BRANO PROPOSTO:
----
HAMARTÍA: peccato

Il poeta francese Paul Claudel ha coniato una battuta suggestiva: «Dio ha fatto l’uomo, e il peccato l’ha contraffatto». Come insegnano le prime pagine della Genesi, all’armonia della creatura uscita dalle mani di Dio è subentrata – attraverso la libertà umana che è dono e rischio – la degenerazione che coinvolge tutte le relazioni umane. È per questo che i vocaboli ebraici biblici coi quali si designa il peccato indicano a livello etimologico un fallire la meta, un deviare dal retto sentiero, una ribellione insensata. Nel greco del Nuovo Testamento, che noi stiamo ora proponendo, il termine fondamentale è hamartía.

Esso risuona 173 volte (48 volte nella sola Lettera ai Romani) ed è seguito da un corollario di derivati come il verbo hamartánô, «peccare» (43 volte), hamartôlós, «peccatore» (47 volte). Noi lo incastoniamo in questo periodo quaresimale, un tempo nel quale si è stimolati al pentimento dal male e alla conversione. Giovanni Papini, nel suo scritto Il diavolo (1953), giustamente affermava che «si può entrare nel regno di Dio anche dal portale del peccato», e tanti convertiti (come sant’Agostino) lo attestano.
----
RIGHE ESTRATTE:
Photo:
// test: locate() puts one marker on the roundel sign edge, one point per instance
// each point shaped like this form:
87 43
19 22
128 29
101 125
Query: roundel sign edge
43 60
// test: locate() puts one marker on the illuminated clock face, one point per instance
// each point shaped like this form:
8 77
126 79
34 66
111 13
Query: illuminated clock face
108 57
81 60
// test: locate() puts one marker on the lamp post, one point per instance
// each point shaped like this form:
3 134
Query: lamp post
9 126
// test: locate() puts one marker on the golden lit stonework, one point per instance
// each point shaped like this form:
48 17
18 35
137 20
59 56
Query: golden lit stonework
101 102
----
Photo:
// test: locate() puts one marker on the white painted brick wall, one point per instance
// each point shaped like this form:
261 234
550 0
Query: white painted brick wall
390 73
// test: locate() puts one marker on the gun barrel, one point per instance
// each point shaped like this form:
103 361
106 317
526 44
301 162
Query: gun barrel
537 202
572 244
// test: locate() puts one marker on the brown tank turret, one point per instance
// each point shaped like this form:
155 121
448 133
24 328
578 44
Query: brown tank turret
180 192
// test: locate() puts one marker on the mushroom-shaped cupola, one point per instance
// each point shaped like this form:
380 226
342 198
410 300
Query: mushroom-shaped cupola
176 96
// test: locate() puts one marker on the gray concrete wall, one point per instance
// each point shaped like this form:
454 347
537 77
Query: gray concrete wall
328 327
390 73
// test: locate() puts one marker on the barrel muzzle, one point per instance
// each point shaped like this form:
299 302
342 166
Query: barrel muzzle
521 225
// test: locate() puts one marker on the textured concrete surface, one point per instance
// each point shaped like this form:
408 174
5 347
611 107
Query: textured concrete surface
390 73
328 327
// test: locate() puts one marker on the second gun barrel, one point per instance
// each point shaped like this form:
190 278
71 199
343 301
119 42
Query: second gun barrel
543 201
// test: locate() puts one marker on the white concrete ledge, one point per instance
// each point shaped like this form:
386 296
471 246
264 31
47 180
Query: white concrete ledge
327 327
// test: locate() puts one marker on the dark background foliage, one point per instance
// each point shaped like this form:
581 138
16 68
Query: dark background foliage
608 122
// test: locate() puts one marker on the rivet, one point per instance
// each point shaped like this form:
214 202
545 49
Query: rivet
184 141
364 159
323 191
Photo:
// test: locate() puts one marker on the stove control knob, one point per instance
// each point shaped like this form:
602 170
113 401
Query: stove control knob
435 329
----
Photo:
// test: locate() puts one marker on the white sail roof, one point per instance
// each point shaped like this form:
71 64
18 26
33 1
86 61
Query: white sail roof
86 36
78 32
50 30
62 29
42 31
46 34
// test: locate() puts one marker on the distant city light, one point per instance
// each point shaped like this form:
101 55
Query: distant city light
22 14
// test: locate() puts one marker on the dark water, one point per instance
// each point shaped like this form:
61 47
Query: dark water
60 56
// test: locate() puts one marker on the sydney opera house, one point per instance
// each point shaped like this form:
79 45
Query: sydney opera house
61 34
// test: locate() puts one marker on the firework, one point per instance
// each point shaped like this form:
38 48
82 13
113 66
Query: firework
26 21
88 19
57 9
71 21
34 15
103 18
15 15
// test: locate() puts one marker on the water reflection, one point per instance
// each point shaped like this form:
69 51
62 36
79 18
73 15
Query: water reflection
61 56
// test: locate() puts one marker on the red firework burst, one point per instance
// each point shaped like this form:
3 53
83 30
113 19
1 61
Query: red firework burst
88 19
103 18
----
ISTRUZIONI:
A – Secondo il brano sul termine hamartía, quante volte compare questa parola nella sola Lettera ai Romani?
B – Prosegui il brano sul termine hamartía a partire dalla sua ultima frase.

SOLUZIONI DEGLI ESERCIZI:
A – Compare 48 volte.

B –
Il significato primario di quella parola greca è, come per il parallelo ebraico, un mancare per errore o per colpa una meta (significativo è il nostro vocabolo «mancanza» per definire uno sbaglio morale). La riflessione più ampia sul peccato e sulla redenzione ci è offerta da san Paolo. L’uomo è radicato alla sarx, «carne», un termine che in una delle prossime puntate illustreremo, e che per l’apostolo non è tanto la «carnalità» sessuale, bensì la nostra radicale peccaminosità, legata a una libertà ferita. L’avvio di questa vicenda negativa è già in Adamo che rappresenta simbolicamente tutta l’umanità.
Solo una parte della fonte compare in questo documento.